━━━ Input for this task ━━━
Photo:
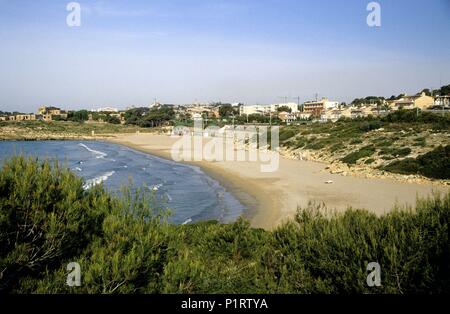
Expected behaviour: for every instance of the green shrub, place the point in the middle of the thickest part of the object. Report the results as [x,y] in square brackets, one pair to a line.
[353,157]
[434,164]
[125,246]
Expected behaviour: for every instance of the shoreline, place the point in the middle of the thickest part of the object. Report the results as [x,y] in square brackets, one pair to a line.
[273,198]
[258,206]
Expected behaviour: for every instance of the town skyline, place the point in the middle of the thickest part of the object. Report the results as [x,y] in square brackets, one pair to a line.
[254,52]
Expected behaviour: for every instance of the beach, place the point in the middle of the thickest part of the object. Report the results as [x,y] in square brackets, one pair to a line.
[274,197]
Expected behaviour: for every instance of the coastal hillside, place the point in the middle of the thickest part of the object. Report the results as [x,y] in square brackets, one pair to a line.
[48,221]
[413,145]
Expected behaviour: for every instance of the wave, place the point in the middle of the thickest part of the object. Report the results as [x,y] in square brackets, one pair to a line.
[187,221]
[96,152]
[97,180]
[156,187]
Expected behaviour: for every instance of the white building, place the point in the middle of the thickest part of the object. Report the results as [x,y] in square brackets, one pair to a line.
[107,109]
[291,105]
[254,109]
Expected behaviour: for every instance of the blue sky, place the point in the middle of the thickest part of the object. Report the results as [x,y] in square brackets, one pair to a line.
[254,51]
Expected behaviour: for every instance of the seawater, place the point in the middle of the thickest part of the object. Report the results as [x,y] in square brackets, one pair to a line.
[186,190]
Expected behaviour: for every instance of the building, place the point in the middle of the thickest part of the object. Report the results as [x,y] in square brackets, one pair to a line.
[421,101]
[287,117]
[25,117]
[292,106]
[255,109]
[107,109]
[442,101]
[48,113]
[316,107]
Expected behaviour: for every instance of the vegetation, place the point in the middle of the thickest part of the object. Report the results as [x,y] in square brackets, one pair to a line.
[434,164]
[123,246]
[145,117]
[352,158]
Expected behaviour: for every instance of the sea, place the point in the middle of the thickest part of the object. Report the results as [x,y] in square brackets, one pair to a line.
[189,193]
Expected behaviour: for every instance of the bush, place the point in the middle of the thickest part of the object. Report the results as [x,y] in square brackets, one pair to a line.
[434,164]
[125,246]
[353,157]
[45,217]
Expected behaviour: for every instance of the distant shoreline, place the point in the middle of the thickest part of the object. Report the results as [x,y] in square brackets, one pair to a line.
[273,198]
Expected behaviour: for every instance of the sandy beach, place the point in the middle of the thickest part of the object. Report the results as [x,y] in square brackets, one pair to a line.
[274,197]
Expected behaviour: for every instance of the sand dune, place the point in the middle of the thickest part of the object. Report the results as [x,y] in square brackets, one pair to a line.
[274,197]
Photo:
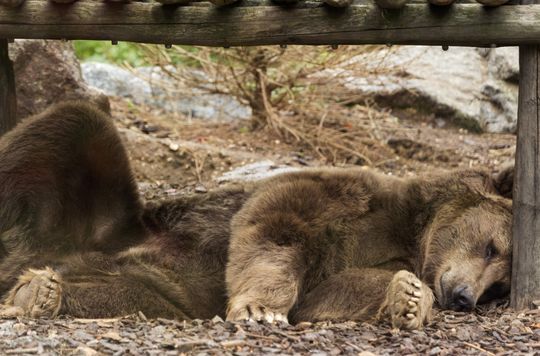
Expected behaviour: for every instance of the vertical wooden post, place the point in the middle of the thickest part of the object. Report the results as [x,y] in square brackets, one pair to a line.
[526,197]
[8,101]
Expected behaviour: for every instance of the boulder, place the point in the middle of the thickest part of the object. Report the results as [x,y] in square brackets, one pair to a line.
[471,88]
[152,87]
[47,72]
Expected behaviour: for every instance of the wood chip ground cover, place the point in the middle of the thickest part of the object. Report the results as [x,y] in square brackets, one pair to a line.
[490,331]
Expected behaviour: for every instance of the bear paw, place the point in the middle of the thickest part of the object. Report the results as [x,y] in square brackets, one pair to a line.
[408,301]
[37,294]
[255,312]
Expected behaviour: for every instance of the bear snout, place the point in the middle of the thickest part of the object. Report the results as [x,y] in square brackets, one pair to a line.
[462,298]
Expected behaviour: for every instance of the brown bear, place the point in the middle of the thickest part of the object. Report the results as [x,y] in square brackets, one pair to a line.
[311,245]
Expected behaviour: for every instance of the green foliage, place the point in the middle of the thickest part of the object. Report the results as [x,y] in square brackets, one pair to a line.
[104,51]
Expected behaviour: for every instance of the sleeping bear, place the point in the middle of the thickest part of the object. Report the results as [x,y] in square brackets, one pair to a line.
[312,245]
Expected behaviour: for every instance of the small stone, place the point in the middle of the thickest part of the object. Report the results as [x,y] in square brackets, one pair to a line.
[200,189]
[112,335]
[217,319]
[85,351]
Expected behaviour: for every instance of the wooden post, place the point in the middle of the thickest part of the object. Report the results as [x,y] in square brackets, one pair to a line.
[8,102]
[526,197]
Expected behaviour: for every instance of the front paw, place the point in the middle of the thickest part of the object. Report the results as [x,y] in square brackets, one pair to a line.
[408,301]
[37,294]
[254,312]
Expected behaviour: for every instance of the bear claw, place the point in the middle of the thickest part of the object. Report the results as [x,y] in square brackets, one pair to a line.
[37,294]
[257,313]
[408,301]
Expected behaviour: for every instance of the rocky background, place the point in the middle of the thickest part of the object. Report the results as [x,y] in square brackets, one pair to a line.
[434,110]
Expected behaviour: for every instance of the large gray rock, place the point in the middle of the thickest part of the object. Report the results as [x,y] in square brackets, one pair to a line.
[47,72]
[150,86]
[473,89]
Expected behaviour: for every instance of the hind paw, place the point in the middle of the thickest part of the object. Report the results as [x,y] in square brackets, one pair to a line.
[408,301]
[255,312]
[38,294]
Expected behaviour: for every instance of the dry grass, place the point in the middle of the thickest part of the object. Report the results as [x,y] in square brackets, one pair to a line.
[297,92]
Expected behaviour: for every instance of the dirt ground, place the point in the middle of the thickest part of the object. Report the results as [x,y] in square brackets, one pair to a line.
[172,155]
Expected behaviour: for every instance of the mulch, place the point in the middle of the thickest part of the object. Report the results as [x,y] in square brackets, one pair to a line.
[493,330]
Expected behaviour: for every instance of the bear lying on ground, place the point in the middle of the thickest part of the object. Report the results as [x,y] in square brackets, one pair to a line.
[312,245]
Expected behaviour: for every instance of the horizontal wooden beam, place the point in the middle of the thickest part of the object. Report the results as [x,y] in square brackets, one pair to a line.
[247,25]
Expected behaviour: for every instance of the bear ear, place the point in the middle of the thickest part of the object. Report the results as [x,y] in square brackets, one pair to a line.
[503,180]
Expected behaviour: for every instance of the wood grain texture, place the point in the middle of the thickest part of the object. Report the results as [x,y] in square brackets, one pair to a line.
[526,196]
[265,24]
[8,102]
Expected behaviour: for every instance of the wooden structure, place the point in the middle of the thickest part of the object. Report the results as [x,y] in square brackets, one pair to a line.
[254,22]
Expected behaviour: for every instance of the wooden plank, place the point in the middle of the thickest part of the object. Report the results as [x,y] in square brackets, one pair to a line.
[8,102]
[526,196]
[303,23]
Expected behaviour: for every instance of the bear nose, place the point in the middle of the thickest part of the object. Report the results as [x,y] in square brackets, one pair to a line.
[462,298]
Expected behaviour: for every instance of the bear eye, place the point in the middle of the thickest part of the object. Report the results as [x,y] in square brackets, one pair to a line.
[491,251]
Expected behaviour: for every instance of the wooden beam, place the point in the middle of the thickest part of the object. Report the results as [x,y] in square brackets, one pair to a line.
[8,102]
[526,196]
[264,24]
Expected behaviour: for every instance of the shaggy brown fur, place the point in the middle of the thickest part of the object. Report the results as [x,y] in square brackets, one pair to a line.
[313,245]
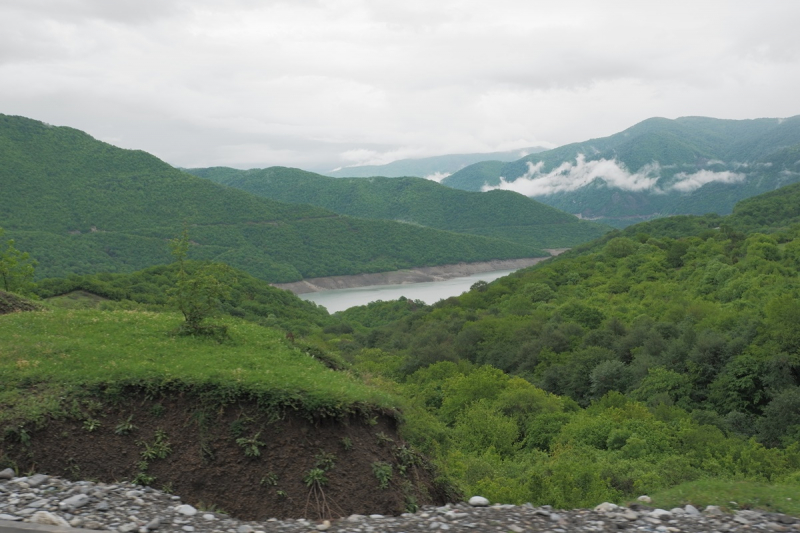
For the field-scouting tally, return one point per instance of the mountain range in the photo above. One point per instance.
━━━
What you are asked to do
Images stay out, but the rest of the records must be retyped exactly.

Output for this exercise
Photo:
Expected behaviour: for every instance of the green shrub, place the point in the middle of the thickest part of the object. Report the results as [x,y] in square brackets, one pair to a line.
[353,157]
[434,164]
[125,246]
Expected behaviour: for every instance of the shoreline, place the point in the middle of the thickest part of the object. Report the results as [x,y] in square brackets, one pair to a line.
[273,198]
[258,206]
Expected behaviour: for every instance of the town skyline, place the point in the middle of the thickest part of the object. Report the results as [x,y] in square brackets, one pair to a line.
[254,52]
Expected behaviour: for every instance of the beach, place the point in the middle of the thickest part of the object. Report the results as [x,y] in square brackets, one pair to a line.
[274,197]
Expected behaviour: for every instance of the coastal hillside, place the point in the middle of the thickest part of the object. Report the results as [x,y] in square brackets, one pair to a line.
[48,221]
[413,145]
Expected behaviour: for every instance of the wave, place the point in the middle of the thickest part of the object. Report the results as [x,y] in square brackets, one pair to a line.
[187,221]
[96,152]
[97,180]
[156,187]
Expected behaviour: for every instance of the white building, place the point in the middle of the thickest part of the object. Report the results as [x,y] in square brackets, one pair to a line.
[107,109]
[291,105]
[254,109]
Expected behaviour: for every instance of the blue sky, place the point in the middle of the thickest part of the object. Report the results as [x,y] in square brackets, one pair to a line.
[254,51]
Expected behaviour: for every instance of the seawater, place the point in the middle of the thickest part of the object. Report the results as [x,y] in square brackets, one pair to a line.
[186,190]
Expected behaviour: for every instance of the building, place the point in the middle of the thickest part of the object. Report the results as [x,y] in square brackets, one pair to a line.
[421,101]
[287,117]
[25,117]
[292,106]
[255,109]
[107,109]
[442,101]
[48,113]
[316,107]
Expected behaviour: for every instance of the vegetation, place the point in the middle of the thickest part of the object. Report the results as [x,y] in square brackets, one pair to a line.
[434,164]
[123,246]
[145,117]
[352,158]
Expected behaviour: for every instance of the sea, place the point in the middle of the thickest part of the object. Report the results as [x,y] in square brackets, one pair to a line.
[189,193]
Expected behaviour: for every instance of the bush, place the point in the middle of the thickest part of the object. Report the results as [x,y] in square brackets, one pair to a line.
[434,164]
[125,246]
[353,157]
[45,217]
Expected behaviour: for every instance of the distant shoreline, place the point in the middle of the thickest part of the object. Report the results as [x,y] in square brackets, one pair to a line.
[273,198]
Expected behaviour: for every instance of the sandy beach, place the point in the middle of the thickest part of the object. Report the results as [x,y] in square brackets, one pair to a line.
[274,197]
Expected behaviour: for every instance of the sand dune, place the point in the middle of the thickest part of the object. Report the results as [x,y] in square brackets, one pair to a line.
[274,197]
Photo:
Expected behaviour: for every instance of the vertical wooden post, place the point in the middle of the thickest part of the object. Report the results as [x,y] in square brackets, one pair to a line.
[526,197]
[8,101]
Expected behaviour: for every instance of the boulder, place the point in the middle of the thickest part of the object. Report the results as [x,y] in square brackets, one pair to a line.
[471,88]
[152,87]
[47,72]
Expected behaviour: for every instance of the wood chip ground cover, place the point in the middle of the thickest part of the object. Report the results as [x,y] in square brackets, one pair to a line.
[490,331]
Expected behaviour: for every instance of the bear paw, place the point in the middle of the thickest part of the object. Report the results as [x,y] in square brackets, one pair to a line.
[408,301]
[37,294]
[255,312]
Expected behaviour: for every instance of the bear snout, place the point in the middle of the thickest part of the object. Report the results as [x,y] in square brackets, one pair to a line.
[462,298]
Expected behaviour: for every instance of the brown bear, place the point in the middle of the thickest part of the object. Report the results as [x,y] in square brackets, one pair to a line.
[311,245]
Expected behaviour: for every instance of the green foliage, place the point in the middle of the thickest part of the object. Report the results as [x,y] in square brackets, one pair to a line.
[104,51]
Expected behaviour: for every instance of the sleeping bear, place the point in the middle of the thickest part of the object. Report the results as [x,y] in square brackets, one pair to a line.
[312,245]
Expected behaviour: for every instance of the small stone, place the point in the middle of the thickest part of the object. Report the results as [x,y] in square brackets, one pair to a line.
[200,189]
[112,335]
[217,319]
[85,351]
Expected behaviour: for every instance of the wooden post, place the point in the middle of the thickest part of the object. Report the results as [x,y] in square brackets, one pair to a line.
[8,102]
[526,197]
Expected behaviour: for every instance of the front paw, place the point in the middle of the thickest part of the object. Report the results as [x,y] in square brackets, one pair to a line.
[408,301]
[37,294]
[254,312]
Expected behaviour: for every instance of the bear claw, place the point in the middle of the thickest part of the object. Report the results as [x,y] in square brackets, one pair to a line.
[37,294]
[257,313]
[408,301]
Expected behaviour: for every instance of the rocky background, place the point in the middle of the thickest part of the object. Report the results as [x,y] in square brackets, one pair to a line.
[434,110]
Expected behaviour: for every instance of the large gray rock, place the point in the middle of the thickest part of the object. Report the results as [x,y] in square brackets, one pair to a line.
[47,72]
[150,86]
[473,89]
Expected behaviour: for every instance of the hind paw, place the point in the middle of the thickest part of the object. Report the results as [x,y] in square brackets, one pair to a line.
[408,301]
[255,312]
[38,294]
Expected behaviour: for every instance of the dry grass, place the point in the middle of the thickest part of the object. Report the results as [x,y] in square brackets, one pair to a line.
[297,92]
Expected behaviour: for every instance of the dirt ground, place the point in the middle of the thickest part of the object. Report the results as [x,y] in square brackets, one pair to a line.
[172,155]
Expected behaviour: for every instance of the mulch, place the point in the middle of the thickest part of the object. Report the results as [x,y] in square brackets, one pair to a line.
[493,330]
Expected behaviour: for every instance of the bear lying on ground, place the point in the middle of the thickest part of the object. Report the results as [x,y] in square brackets, one pair to a line.
[312,245]
Expected behaviour: for every instance of the horizontal wooden beam, place the point in the middle of the thickest part of the object. Report the results as [x,y] in square brackets, one pair to a line.
[247,25]
Expected behaviour: for every instance of the bear ear, place the point in the middle of the thickest part of the object. Report the results as [x,y] in square brackets, one pair to a line.
[503,180]
Expected behaviour: for every instance of the wood grain texture, place the point in the middle of the thickest part of the object. Report the results as [x,y] in square brackets, one pair to a line.
[526,196]
[265,24]
[8,102]
Expected behaviour: for every instance of the wooden structure, place the point in the middle of the thickest part of the object. Report the results as [x,y] in square brackets, one pair to a line.
[254,22]
Expected behaviour: for every instance of the wooden plank, place the point in the middle of the thickest part of the object. Report the results as [x,y] in square brackets, one pair to a line.
[8,102]
[526,196]
[303,23]
Expected behaviour: for every instance of the bear nose, place the point in the middle of the thickest part of the object. Report the results as [x,y] in square brackets, one pair to a line.
[462,298]
Expected behaviour: for every instance of the bear eye, place the point in the middle of the thickest part of the object. Report the results as [x,y] in square brackets, one pair to a line.
[491,251]
Expected behaviour: for every instance of the wooden beam, place the point in the middle of the thickest part of the object. Report the results as [x,y] in square brackets, one pair to a line.
[8,102]
[526,196]
[264,24]
Expected behaviour: for every instance of the shaggy brown fur, place the point in the middle of the thickest part of the object. Report the results as [x,y] in square brackets, one pair to a line.
[313,245]
For the field-scouting tally, return one point per instance of the mountain range in the photo above. One point per instance.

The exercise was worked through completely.